Dataset excerpts:
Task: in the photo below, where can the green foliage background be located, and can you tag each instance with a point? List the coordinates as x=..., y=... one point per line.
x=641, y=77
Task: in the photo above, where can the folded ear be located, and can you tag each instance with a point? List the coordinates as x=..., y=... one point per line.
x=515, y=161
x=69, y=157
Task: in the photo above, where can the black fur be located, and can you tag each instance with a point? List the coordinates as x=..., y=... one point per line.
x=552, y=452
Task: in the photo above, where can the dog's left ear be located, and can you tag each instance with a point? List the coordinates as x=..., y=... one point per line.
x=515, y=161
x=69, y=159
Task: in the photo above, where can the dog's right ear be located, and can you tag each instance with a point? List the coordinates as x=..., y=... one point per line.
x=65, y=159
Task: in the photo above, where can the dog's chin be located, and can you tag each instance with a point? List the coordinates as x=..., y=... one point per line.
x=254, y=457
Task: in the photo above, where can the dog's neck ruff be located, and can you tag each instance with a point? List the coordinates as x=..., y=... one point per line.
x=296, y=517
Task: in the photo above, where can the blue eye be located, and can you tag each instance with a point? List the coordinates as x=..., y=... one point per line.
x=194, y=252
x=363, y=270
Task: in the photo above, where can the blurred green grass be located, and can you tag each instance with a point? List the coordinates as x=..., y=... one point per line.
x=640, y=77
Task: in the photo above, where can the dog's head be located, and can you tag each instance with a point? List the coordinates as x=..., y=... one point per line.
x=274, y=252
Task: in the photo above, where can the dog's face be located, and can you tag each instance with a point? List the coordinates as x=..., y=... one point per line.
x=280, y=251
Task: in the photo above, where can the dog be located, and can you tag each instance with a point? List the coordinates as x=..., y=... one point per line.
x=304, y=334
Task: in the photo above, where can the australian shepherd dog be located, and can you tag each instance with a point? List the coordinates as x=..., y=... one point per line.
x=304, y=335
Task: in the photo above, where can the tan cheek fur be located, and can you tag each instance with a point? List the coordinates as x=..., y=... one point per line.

Stated task: Reproduce every entry above with "coordinates" changed to "positions" throughout, keeping everything else unchanged.

Exercise result:
Task: in the photo below, where can the green foliage background be located, and can you tag each instance with a point? List the positions as x=..., y=... one point per line.
x=641, y=77
Task: in the photo above, where can the folded ear be located, and can you tag each instance with a point? List the positions as x=..., y=... one point per line.
x=515, y=161
x=69, y=157
Task: in the photo above, where can the black fur be located, and can you tag each instance with a point? List the positions as x=..., y=... one point per line.
x=552, y=452
Task: in the photo above, where can the dog's left ear be located, and can you tag each instance with a point? List the positions as x=..., y=... one point per line.
x=515, y=161
x=69, y=159
Task: in the photo above, where can the dog's right ear be located, and can you tag each instance with a point? List the positions as x=..., y=... one point per line.
x=65, y=159
Task: in the photo above, where can the dog's chin be located, and can you tag each instance with a point? List the positions as x=..., y=... one point per line.
x=254, y=457
Task: in the photo above, where can the dog's neck ruff be located, and can you tag each instance with a point? List the positions as x=..., y=... one point per line.
x=296, y=517
Task: in the photo above, where can the blue eye be located, and can you tag each instance with a point? List the positions as x=..., y=... one point per line.
x=194, y=252
x=363, y=270
Task: in the photo above, where can the blurred green grass be located, and can you tag each instance with a point? List the positions as x=..., y=... one point per line.
x=640, y=77
Task: in the photo above, where can the dog's head be located, and can you tag each instance with a point? List the positions as x=..., y=... one point per line.
x=274, y=252
Task: in the photo above, where can the dog's face be located, and can you tag each instance with a point? List the positions as x=..., y=... one point per line.
x=280, y=251
Task: in the photo above, where can the dog be located, and can you tag each instance with a point? List the positions as x=..., y=... one point per line.
x=304, y=334
Task: in the photo above, where can the australian shepherd dog be located, and can you tag each instance with a point? List the positions as x=..., y=... one point per line.
x=304, y=335
Task: in the photo above, where can the tan cheek fur be located, and can you tag each instance with a point? List the positions as x=..., y=... one point per line.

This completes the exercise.